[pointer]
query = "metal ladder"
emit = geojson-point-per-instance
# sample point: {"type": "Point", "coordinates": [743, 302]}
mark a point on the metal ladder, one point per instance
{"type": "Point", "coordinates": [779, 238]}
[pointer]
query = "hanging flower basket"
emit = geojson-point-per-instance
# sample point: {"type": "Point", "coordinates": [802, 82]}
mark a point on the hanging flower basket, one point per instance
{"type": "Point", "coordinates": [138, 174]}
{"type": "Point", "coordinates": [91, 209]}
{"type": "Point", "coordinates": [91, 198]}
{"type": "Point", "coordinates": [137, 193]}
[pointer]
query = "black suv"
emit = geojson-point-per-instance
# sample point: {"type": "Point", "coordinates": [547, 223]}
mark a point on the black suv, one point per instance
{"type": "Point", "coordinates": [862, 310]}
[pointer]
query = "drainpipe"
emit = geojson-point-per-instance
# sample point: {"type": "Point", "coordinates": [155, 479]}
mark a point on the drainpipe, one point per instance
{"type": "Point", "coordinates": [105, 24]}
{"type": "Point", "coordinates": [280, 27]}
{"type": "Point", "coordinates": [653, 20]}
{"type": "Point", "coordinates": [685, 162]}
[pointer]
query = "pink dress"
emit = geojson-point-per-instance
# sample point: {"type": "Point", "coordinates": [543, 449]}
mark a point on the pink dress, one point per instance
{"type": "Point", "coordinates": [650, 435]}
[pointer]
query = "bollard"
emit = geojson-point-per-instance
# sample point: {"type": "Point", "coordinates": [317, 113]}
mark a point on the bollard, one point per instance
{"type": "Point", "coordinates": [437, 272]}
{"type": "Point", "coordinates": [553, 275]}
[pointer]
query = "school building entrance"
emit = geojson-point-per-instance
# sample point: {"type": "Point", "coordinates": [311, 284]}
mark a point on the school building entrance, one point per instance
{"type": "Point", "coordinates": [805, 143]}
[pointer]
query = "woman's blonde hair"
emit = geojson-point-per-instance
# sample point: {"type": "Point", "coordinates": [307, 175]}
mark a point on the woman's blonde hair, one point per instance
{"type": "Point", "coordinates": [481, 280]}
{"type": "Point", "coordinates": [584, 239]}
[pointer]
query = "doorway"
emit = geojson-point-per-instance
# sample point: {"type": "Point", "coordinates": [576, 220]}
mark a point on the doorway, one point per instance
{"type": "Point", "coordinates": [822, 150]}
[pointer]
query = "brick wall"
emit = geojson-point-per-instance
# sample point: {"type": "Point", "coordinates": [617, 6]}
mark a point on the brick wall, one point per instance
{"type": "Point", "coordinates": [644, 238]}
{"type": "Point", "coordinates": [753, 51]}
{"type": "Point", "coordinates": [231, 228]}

········

*Your objective*.
Recopy the entries above in their entirety, exactly.

*Solution*.
[pointer]
query = "metal ladder"
emit = geojson-point-per-instance
# sample point: {"type": "Point", "coordinates": [743, 302]}
mark a point on the metal ladder, one point per instance
{"type": "Point", "coordinates": [779, 238]}
[pointer]
query = "hanging flower basket"
emit = geojson-point-per-instance
# sample point: {"type": "Point", "coordinates": [802, 82]}
mark a point on the hanging flower basket, one point per instance
{"type": "Point", "coordinates": [138, 174]}
{"type": "Point", "coordinates": [91, 209]}
{"type": "Point", "coordinates": [91, 198]}
{"type": "Point", "coordinates": [137, 193]}
[pointer]
query = "black suv"
emit = geojson-point-per-instance
# sample point: {"type": "Point", "coordinates": [547, 223]}
mark a point on the black suv, one point per instance
{"type": "Point", "coordinates": [862, 310]}
[pointer]
query = "drainpipe"
emit = geojson-point-per-instance
# sample point: {"type": "Point", "coordinates": [155, 479]}
mark a point on the drainpipe, one point per instance
{"type": "Point", "coordinates": [105, 24]}
{"type": "Point", "coordinates": [280, 27]}
{"type": "Point", "coordinates": [653, 20]}
{"type": "Point", "coordinates": [685, 162]}
[pointer]
query = "pink dress"
emit = geojson-point-per-instance
# sample point: {"type": "Point", "coordinates": [543, 449]}
mark a point on the pink dress, one point per instance
{"type": "Point", "coordinates": [650, 435]}
[pointer]
query = "bollard"
emit = geojson-point-per-instance
# sample point: {"type": "Point", "coordinates": [317, 113]}
mark a point on the bollard, one point per instance
{"type": "Point", "coordinates": [437, 272]}
{"type": "Point", "coordinates": [553, 275]}
[pointer]
query = "school building entrance"
emit = geojson-point-per-instance
# sample point: {"type": "Point", "coordinates": [311, 284]}
mark a point on the school building entrance, one point per instance
{"type": "Point", "coordinates": [805, 143]}
[pointer]
query = "woman's blonde hair"
emit = geojson-point-per-instance
# sample point: {"type": "Point", "coordinates": [307, 175]}
mark a point on the woman's blonde hair, one point per instance
{"type": "Point", "coordinates": [481, 280]}
{"type": "Point", "coordinates": [584, 239]}
[pointer]
query = "doorway"
emit = geojson-point-per-instance
# sample point: {"type": "Point", "coordinates": [576, 220]}
mark a point on the doorway, one point per instance
{"type": "Point", "coordinates": [822, 150]}
[pointer]
query = "brick wall"
emit = geojson-point-per-instance
# sample point: {"type": "Point", "coordinates": [617, 6]}
mark a point on the brick wall, one point per instance
{"type": "Point", "coordinates": [644, 238]}
{"type": "Point", "coordinates": [753, 51]}
{"type": "Point", "coordinates": [231, 228]}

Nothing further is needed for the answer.